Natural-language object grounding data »
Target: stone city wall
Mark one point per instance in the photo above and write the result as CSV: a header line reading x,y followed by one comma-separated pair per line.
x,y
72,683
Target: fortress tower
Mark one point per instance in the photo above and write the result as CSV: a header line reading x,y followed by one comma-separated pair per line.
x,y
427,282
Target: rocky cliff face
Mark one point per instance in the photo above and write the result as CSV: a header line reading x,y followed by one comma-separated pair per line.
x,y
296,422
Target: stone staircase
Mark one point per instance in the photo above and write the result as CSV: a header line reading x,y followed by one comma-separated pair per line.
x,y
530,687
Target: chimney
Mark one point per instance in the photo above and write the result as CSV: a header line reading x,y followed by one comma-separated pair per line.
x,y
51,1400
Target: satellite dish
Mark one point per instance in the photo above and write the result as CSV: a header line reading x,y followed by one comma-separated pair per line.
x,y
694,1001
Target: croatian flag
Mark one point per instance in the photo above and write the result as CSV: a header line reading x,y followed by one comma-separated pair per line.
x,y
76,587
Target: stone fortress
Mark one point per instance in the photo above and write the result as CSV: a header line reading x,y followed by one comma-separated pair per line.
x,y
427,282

WHAT THIS TASK INVOLVES »
Reproduce each line of the records in which the string "fortress" appears.

SOLUTION TO THIS EXERCISE »
Target: fortress tower
Target: stone fortress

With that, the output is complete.